▸ YOUR INSTRUCTIONS: Print everything in the records below from the line containing "of the <item>blue" down to the line containing "[[[255,169],[255,1],[1,1],[0,169]],[[74,150],[81,55],[115,71]]]", including both of those lines, without changing anything.

▸ ROWS:

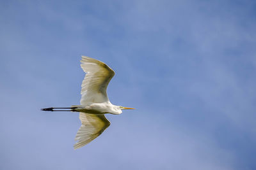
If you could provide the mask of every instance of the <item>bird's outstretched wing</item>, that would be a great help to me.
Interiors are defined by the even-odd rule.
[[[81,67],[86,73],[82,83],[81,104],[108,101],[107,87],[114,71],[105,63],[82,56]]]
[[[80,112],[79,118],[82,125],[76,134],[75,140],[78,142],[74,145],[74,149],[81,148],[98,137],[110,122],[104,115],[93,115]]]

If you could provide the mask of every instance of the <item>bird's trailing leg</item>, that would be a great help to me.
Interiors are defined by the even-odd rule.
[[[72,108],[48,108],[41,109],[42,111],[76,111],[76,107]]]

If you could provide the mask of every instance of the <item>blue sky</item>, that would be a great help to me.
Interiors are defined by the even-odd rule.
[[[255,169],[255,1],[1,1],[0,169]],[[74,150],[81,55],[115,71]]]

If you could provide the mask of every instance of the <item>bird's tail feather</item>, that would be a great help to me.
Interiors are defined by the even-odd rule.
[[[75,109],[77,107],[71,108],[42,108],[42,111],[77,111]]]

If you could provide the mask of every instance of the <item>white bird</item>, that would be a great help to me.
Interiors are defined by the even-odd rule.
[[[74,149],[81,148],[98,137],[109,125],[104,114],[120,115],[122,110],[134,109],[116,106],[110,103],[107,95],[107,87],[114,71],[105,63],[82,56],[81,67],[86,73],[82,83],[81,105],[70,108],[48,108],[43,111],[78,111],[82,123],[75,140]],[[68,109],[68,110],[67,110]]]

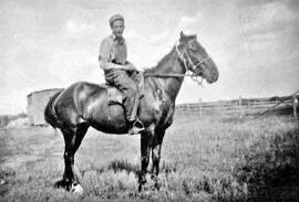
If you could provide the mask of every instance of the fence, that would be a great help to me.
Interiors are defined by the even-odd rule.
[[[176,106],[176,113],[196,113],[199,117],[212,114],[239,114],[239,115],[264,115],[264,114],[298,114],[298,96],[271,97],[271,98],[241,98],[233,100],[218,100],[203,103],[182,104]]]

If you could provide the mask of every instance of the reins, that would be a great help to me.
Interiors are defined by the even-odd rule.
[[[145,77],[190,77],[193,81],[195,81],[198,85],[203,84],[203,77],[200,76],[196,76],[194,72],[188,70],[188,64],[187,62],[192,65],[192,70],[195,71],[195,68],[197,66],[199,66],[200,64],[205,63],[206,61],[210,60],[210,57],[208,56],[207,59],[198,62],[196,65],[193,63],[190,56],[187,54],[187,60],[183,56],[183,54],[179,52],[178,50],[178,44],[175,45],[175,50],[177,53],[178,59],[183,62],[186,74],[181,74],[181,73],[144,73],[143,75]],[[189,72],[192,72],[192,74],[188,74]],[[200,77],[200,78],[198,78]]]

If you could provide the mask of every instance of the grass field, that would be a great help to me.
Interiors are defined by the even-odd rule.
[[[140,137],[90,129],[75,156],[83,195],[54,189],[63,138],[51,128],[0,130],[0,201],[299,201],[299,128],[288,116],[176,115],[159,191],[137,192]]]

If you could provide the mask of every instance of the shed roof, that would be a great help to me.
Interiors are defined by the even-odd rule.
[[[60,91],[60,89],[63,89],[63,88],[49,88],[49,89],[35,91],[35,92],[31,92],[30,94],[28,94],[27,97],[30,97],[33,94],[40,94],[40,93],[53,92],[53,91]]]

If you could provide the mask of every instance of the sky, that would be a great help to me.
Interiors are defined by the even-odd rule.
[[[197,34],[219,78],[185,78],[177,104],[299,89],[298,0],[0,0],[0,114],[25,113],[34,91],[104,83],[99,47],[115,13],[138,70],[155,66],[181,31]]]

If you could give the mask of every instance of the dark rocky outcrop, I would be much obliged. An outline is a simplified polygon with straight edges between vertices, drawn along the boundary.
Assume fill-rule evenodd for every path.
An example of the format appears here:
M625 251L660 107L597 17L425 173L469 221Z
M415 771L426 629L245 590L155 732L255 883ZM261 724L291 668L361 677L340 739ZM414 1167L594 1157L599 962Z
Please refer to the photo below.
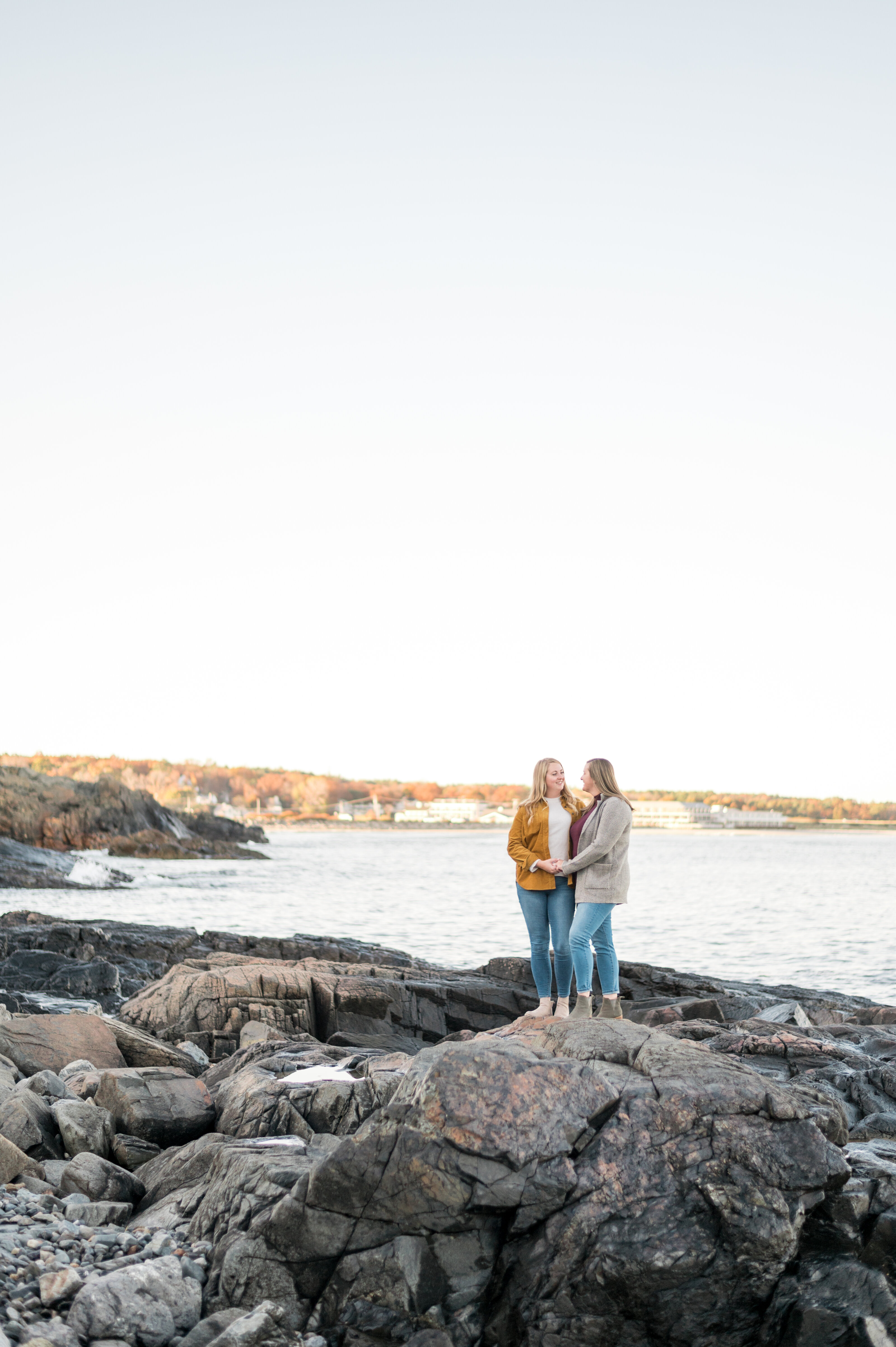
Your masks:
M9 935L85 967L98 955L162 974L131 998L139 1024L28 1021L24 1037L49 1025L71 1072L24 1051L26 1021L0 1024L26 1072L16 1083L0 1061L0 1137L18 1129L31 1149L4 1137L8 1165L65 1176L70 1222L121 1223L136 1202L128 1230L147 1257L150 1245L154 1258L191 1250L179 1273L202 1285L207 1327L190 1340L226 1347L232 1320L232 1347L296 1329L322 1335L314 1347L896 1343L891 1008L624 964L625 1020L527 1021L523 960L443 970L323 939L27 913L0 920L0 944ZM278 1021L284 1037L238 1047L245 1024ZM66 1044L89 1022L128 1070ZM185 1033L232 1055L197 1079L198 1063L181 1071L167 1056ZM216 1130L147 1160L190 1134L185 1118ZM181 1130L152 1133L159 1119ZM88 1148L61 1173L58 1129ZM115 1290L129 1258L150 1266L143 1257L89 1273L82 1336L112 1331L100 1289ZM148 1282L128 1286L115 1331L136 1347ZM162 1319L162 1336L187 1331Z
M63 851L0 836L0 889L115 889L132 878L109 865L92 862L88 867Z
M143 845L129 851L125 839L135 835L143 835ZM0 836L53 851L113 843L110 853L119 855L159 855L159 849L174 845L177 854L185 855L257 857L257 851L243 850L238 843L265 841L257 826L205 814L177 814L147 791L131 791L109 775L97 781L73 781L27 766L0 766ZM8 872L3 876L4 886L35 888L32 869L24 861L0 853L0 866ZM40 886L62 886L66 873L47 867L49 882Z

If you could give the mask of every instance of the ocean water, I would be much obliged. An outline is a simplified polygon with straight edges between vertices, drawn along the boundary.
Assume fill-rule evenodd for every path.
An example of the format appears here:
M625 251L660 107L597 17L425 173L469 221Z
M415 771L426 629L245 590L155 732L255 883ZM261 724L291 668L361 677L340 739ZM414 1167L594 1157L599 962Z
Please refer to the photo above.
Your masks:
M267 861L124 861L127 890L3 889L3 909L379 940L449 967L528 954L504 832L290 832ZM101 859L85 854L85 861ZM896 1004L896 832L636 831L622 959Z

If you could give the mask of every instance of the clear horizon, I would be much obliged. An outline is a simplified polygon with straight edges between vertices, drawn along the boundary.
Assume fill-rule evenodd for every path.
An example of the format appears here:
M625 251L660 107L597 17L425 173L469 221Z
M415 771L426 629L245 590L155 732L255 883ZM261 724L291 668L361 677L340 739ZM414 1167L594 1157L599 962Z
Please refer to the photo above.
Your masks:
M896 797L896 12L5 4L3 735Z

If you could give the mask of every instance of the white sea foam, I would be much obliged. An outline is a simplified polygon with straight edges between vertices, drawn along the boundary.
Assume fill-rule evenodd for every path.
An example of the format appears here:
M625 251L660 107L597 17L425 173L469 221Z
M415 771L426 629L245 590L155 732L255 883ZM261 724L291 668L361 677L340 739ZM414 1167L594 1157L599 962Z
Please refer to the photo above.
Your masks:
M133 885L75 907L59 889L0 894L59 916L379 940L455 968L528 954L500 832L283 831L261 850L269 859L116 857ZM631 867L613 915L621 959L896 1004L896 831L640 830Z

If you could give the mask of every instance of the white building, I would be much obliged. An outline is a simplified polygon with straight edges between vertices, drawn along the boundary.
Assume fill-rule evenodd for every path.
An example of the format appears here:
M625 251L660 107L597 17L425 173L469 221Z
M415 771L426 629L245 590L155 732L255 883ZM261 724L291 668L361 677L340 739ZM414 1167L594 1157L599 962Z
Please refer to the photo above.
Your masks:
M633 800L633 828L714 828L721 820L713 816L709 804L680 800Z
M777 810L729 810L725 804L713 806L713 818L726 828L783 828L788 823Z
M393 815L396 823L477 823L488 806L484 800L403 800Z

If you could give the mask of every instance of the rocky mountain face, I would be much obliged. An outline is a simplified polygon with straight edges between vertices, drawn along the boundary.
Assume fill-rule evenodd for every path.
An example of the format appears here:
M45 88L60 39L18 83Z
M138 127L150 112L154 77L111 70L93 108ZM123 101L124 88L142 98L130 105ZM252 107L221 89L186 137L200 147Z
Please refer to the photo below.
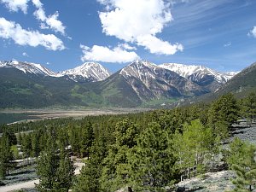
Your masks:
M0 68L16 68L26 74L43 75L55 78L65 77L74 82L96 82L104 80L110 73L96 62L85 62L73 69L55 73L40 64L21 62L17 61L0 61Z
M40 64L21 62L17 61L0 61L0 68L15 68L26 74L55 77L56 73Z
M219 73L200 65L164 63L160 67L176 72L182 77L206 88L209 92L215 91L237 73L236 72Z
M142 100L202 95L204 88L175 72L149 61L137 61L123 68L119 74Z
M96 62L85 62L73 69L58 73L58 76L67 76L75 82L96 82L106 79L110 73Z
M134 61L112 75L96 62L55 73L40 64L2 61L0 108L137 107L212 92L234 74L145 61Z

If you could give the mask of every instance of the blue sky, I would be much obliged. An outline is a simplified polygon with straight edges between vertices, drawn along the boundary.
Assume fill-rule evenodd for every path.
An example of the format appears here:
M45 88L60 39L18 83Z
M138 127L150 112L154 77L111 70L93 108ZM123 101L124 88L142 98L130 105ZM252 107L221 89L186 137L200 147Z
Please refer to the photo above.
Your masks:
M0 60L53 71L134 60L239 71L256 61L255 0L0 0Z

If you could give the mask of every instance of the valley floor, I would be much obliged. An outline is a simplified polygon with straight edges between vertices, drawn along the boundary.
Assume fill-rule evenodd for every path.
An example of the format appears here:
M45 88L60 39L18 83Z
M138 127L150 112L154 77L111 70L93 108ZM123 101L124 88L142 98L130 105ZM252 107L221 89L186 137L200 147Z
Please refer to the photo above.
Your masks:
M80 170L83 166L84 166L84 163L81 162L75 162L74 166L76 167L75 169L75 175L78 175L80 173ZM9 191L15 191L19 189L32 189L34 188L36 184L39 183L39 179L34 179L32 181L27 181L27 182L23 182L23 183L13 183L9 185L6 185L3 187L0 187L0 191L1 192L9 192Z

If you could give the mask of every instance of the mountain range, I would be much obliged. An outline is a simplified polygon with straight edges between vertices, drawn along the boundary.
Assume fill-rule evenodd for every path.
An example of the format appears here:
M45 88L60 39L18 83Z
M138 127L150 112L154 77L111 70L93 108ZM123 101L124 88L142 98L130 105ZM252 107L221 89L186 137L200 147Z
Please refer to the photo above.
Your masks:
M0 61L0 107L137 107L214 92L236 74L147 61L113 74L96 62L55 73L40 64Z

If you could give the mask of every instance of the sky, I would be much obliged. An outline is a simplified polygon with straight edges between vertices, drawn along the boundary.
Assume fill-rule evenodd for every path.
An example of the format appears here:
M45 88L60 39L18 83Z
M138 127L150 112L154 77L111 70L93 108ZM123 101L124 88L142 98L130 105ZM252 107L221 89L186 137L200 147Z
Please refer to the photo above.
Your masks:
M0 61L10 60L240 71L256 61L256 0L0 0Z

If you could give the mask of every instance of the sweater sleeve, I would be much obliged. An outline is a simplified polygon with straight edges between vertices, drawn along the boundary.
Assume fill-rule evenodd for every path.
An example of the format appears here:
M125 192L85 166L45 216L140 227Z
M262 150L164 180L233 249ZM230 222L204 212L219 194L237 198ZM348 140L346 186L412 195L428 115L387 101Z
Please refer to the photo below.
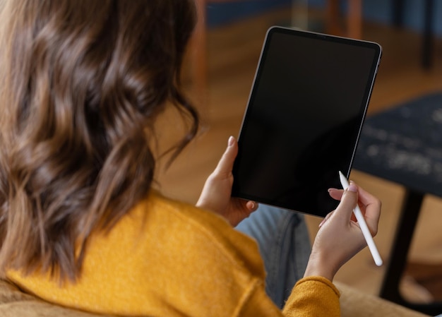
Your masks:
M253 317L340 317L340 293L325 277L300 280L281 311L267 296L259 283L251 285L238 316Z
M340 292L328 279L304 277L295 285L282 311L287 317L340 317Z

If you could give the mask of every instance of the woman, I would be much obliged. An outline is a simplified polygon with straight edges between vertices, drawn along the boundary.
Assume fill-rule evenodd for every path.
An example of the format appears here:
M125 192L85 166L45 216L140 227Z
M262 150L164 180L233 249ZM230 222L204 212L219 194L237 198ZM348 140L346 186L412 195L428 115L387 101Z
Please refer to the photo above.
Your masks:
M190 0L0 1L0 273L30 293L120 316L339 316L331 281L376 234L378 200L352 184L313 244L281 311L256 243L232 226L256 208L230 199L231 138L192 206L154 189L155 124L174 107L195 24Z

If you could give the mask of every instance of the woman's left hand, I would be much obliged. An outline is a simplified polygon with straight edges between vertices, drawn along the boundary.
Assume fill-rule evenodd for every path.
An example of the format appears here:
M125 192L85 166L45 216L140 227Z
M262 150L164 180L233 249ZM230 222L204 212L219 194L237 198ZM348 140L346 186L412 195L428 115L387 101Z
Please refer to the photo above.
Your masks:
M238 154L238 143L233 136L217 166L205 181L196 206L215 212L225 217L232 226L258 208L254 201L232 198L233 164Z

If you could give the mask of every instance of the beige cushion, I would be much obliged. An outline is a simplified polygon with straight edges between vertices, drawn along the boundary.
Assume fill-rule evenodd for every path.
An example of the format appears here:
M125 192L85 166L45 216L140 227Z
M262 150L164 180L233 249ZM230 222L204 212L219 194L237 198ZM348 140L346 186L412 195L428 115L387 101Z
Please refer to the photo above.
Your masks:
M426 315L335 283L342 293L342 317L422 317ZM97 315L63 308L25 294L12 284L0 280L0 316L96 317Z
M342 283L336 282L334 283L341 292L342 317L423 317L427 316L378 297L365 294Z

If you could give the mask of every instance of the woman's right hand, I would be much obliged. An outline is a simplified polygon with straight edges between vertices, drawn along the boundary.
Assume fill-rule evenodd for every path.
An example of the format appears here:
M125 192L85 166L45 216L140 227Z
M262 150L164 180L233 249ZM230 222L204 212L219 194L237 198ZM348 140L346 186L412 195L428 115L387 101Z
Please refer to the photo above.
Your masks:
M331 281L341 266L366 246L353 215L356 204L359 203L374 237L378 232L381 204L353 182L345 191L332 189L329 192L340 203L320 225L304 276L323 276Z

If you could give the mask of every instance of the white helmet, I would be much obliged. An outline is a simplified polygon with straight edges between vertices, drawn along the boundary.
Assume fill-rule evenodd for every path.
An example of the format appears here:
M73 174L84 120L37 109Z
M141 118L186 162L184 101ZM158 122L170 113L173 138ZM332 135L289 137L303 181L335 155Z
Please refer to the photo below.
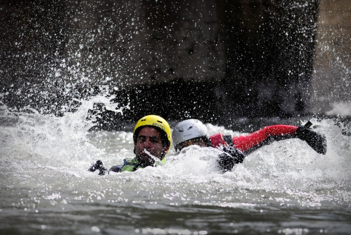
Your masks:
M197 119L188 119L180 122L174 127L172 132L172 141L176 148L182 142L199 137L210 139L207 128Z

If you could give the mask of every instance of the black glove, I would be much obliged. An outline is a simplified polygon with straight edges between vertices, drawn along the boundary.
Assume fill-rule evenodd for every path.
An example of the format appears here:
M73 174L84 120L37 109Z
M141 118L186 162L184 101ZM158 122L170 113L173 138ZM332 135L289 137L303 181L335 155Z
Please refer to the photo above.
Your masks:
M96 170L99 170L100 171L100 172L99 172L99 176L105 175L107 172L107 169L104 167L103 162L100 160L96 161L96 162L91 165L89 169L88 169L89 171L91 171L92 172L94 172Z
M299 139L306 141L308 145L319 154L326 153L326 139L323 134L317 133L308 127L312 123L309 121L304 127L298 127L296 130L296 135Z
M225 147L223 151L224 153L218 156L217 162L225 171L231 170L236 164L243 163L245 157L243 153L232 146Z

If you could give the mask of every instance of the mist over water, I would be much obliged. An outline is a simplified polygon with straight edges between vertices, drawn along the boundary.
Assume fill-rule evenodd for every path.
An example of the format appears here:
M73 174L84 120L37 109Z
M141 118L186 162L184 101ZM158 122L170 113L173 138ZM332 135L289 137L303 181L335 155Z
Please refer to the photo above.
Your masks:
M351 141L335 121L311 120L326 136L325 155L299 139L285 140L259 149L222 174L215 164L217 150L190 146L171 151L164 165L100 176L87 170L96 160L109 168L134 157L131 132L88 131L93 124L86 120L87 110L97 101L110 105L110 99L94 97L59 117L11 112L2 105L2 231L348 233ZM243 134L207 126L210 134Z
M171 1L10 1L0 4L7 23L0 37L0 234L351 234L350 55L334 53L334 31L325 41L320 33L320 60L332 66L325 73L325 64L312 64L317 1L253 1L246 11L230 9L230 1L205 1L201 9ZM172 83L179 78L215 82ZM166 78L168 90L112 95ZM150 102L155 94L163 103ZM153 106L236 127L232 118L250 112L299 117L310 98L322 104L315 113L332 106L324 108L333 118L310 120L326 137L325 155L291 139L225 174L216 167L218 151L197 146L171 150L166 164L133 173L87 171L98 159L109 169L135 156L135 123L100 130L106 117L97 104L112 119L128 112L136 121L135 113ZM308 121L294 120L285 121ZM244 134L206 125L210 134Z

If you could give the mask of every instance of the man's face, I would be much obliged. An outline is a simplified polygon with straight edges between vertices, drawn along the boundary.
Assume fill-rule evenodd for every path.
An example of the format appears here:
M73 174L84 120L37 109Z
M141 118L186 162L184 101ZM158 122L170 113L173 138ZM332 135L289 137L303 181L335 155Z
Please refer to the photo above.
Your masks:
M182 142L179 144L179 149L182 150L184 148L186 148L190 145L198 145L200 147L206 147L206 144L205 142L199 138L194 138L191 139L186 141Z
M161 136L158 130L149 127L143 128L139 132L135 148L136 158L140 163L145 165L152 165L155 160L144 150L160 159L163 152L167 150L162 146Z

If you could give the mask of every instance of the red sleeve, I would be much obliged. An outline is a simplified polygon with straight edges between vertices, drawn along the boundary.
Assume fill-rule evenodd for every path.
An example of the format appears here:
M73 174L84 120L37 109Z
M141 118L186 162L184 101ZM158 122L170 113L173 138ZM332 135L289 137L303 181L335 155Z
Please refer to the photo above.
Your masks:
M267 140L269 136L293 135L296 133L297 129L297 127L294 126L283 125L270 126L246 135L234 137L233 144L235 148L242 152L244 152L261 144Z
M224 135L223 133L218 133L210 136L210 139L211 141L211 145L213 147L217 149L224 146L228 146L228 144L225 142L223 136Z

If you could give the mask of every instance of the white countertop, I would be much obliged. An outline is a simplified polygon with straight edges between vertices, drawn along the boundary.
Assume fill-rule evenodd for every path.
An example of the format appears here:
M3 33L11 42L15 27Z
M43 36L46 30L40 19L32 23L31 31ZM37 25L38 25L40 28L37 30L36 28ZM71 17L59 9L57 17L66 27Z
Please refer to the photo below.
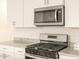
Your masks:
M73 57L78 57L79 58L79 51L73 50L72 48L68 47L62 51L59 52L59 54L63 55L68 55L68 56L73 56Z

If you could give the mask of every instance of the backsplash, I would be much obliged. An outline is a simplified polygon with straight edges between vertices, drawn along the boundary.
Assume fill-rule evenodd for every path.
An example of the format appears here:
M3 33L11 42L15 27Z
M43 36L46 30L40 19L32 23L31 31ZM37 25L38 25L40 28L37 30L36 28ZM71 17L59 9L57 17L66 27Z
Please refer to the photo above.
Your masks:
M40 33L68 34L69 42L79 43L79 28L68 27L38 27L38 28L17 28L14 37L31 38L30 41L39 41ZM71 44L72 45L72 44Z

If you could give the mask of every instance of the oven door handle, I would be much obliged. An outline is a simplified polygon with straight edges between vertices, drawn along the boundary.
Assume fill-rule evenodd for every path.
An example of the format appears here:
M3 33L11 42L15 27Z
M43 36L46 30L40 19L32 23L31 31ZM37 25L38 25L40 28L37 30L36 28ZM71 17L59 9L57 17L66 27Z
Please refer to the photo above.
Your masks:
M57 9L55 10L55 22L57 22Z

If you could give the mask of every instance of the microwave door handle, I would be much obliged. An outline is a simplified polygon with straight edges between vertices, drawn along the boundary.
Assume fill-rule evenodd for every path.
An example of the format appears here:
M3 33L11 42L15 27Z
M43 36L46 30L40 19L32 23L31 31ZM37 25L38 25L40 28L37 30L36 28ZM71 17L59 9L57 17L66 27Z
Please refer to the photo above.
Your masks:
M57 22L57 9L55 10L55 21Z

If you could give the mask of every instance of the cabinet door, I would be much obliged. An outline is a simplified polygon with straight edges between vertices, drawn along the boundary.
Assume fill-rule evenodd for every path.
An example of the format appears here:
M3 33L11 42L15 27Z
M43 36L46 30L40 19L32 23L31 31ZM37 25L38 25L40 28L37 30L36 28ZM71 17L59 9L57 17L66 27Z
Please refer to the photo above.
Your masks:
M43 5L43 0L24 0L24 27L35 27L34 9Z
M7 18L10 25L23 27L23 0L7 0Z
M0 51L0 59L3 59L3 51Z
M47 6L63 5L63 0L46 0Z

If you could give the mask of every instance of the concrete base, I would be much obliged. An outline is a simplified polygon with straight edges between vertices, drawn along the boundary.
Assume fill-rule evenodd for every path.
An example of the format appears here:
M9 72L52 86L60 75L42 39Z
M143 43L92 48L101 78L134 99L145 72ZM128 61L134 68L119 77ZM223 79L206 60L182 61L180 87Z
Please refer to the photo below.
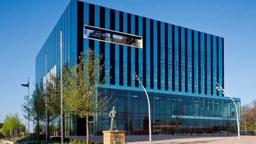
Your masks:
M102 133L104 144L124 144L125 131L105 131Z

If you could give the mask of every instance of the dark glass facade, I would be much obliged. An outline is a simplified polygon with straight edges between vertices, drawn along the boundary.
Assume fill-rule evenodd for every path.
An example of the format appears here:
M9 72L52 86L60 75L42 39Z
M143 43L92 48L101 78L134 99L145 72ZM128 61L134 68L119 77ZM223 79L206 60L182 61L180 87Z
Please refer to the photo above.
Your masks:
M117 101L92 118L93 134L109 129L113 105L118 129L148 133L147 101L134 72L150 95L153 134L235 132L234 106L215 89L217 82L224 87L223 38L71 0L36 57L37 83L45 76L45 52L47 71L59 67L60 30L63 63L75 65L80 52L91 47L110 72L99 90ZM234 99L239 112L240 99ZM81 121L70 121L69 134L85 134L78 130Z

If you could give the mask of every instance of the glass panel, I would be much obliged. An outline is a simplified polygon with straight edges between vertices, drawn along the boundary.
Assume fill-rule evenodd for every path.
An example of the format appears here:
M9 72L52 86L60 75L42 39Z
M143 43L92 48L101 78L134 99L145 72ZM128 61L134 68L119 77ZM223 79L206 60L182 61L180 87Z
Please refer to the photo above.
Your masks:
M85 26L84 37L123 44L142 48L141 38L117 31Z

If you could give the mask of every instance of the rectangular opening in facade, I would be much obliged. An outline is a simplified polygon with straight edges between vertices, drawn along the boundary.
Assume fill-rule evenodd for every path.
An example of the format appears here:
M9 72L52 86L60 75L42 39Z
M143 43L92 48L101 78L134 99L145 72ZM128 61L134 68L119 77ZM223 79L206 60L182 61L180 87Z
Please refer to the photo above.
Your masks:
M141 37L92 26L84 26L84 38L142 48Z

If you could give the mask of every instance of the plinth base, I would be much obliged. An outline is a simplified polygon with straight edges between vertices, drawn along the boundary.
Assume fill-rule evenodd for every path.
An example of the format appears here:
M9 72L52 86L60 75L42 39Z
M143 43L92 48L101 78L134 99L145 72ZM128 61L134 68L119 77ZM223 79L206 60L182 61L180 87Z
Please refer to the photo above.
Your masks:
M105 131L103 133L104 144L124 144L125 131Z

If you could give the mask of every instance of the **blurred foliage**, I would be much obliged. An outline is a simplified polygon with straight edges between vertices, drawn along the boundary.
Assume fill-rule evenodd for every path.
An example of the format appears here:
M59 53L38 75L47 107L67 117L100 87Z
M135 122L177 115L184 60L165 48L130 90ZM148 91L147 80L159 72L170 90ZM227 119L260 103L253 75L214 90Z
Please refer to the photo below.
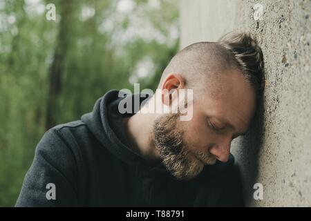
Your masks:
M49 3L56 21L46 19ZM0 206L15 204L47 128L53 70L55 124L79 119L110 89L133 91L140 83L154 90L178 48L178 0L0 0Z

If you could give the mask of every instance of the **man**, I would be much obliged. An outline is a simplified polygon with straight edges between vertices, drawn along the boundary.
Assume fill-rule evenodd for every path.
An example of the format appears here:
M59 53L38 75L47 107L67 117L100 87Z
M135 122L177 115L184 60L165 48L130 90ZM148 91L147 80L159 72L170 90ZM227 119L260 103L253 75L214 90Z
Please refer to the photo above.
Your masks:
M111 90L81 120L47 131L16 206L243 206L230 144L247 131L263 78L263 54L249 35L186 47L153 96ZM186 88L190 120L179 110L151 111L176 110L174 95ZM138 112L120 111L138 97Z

▸ TASK RESPONSE:
If you could provide the mask of every instance of the <item>blue sky</item>, that would be a great help to me.
Interiors are defined by the even-odd rule.
[[[255,169],[255,1],[1,1],[0,169]],[[74,150],[81,55],[115,71]]]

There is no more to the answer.